Task brief: Read through the listing, and wherever a line holds the word "brown", return it.

____ Recorded information

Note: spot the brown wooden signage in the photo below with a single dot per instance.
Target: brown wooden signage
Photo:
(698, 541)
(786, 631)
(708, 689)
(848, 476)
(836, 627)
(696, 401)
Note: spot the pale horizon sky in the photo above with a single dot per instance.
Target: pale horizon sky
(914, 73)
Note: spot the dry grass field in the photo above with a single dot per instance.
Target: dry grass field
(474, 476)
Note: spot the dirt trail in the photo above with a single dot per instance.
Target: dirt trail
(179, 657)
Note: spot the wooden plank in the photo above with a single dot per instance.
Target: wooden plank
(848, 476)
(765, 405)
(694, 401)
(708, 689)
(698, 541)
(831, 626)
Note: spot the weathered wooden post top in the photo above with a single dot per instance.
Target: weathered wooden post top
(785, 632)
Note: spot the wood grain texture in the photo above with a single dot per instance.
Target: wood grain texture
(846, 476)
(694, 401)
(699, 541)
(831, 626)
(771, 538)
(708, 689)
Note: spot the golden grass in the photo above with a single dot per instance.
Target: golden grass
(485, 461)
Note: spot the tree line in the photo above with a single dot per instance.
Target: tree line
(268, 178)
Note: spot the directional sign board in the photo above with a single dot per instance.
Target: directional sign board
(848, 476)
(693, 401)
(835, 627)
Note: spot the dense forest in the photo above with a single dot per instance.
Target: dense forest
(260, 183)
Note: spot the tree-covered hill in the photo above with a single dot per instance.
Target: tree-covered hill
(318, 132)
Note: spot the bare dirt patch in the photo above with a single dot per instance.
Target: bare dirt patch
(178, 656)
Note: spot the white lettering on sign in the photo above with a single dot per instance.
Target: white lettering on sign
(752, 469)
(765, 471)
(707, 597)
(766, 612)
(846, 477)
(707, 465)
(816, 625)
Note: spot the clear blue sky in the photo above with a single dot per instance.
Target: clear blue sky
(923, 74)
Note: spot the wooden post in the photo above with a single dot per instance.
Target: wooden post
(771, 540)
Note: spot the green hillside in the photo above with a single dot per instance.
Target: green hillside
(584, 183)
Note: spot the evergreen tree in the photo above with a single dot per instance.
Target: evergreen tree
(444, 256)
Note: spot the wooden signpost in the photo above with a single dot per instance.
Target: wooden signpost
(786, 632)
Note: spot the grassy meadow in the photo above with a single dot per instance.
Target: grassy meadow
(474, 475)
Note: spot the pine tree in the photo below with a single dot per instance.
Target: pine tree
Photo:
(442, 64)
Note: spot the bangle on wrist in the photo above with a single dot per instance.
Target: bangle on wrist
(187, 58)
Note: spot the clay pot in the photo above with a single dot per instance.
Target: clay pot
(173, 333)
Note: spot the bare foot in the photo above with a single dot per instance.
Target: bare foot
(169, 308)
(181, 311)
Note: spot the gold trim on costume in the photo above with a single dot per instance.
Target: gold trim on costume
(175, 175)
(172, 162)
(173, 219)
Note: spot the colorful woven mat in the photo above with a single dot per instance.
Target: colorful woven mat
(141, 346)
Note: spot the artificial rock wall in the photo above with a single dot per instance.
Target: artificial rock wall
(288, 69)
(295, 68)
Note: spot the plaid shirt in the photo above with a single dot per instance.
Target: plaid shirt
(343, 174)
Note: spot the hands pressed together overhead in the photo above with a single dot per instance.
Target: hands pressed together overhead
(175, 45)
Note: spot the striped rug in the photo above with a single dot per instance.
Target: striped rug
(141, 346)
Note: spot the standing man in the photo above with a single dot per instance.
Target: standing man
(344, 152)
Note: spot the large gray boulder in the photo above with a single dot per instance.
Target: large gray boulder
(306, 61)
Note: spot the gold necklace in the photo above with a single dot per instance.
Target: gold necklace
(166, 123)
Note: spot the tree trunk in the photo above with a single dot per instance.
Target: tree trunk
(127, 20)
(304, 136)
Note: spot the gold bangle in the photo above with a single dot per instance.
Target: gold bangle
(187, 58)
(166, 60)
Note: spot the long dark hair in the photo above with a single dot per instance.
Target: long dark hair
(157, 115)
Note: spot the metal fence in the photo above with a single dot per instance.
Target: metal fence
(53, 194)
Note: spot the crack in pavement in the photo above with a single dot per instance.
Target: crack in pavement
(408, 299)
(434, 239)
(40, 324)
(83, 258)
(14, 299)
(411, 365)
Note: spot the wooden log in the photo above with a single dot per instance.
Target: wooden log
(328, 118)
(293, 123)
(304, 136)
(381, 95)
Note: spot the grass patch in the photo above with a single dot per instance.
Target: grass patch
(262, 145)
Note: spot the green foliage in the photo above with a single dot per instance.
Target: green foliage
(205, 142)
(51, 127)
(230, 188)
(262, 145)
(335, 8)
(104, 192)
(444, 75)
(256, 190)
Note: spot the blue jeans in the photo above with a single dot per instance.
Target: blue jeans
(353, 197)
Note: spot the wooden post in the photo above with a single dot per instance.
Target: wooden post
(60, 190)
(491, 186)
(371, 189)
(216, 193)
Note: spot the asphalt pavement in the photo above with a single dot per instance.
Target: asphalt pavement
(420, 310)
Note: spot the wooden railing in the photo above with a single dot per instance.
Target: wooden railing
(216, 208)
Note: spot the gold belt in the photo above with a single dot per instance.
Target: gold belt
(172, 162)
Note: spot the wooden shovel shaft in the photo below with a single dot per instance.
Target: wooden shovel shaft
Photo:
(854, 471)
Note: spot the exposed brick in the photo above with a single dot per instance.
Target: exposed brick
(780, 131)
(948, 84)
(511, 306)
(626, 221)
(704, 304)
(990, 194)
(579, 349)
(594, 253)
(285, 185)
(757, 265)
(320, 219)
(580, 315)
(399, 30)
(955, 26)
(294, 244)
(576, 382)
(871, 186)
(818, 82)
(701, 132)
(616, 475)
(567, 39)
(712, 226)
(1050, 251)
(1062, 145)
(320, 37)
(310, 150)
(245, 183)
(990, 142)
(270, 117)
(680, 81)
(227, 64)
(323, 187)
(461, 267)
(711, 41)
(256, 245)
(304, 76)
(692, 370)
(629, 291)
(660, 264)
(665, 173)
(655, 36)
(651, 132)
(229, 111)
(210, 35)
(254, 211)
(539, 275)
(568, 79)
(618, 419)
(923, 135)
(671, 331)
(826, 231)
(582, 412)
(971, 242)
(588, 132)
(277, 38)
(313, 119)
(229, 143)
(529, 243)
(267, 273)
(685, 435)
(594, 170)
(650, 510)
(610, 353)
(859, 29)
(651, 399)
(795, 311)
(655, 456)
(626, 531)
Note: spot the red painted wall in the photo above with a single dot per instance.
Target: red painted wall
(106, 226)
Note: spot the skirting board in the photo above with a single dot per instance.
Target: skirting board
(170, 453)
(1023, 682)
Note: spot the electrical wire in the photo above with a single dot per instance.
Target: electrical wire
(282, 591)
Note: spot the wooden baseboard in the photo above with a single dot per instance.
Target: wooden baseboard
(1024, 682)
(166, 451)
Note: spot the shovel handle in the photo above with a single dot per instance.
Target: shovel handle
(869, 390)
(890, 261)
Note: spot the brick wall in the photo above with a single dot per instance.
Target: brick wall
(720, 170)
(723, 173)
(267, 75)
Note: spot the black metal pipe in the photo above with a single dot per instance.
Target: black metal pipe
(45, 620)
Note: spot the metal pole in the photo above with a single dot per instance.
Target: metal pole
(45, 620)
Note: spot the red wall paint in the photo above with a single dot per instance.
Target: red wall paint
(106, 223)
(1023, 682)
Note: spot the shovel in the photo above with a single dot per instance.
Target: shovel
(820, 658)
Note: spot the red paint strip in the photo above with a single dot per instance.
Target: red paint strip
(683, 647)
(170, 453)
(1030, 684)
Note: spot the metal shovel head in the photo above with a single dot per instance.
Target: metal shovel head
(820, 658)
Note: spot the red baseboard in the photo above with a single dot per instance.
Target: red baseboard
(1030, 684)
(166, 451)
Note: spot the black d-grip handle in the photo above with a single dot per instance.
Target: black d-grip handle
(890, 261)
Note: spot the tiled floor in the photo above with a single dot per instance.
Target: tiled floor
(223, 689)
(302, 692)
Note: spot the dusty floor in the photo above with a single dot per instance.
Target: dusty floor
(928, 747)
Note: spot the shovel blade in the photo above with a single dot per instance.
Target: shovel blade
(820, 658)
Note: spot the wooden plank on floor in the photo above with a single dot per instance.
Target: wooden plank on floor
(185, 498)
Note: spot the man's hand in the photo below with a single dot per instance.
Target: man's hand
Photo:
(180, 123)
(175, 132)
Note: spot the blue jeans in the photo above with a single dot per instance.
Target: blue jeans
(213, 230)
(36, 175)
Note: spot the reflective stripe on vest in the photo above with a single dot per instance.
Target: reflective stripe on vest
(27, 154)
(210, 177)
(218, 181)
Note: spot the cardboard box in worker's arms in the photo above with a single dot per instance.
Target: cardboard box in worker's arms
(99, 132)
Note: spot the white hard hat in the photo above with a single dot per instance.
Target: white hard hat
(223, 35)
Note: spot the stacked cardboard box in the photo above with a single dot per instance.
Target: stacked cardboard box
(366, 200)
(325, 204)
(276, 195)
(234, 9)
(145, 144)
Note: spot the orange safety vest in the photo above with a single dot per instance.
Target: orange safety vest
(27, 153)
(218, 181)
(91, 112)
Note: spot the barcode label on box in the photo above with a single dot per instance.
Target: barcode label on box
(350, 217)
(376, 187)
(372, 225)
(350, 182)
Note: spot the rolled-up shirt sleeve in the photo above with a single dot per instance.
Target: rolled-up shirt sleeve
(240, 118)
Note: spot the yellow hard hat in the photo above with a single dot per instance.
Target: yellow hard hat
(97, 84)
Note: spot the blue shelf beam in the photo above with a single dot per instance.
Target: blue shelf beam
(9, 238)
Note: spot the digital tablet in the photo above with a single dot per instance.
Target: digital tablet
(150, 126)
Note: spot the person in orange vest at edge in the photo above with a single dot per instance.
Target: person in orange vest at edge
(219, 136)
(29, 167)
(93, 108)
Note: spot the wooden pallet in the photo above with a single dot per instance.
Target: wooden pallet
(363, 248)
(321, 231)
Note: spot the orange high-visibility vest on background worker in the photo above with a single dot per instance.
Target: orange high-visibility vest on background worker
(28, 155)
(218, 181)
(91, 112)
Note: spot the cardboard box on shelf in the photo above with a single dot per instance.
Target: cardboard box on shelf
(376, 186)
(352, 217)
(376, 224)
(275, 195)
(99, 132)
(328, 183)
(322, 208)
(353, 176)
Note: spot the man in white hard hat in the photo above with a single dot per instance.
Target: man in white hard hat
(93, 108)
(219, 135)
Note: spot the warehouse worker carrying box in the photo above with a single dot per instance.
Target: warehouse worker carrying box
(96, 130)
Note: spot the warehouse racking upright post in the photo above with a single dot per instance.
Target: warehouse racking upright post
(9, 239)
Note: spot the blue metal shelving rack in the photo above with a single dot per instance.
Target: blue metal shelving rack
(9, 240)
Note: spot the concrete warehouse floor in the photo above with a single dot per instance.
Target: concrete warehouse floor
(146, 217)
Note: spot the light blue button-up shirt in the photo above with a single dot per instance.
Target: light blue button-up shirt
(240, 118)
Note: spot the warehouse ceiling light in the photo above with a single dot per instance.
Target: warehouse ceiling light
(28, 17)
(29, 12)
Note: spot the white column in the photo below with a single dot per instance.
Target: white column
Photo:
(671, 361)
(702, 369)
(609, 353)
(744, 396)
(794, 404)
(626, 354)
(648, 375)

________

Answer:
Note: spot the brown wooden signage in the photo below with a single dot per instance.
Target: brown wooden signage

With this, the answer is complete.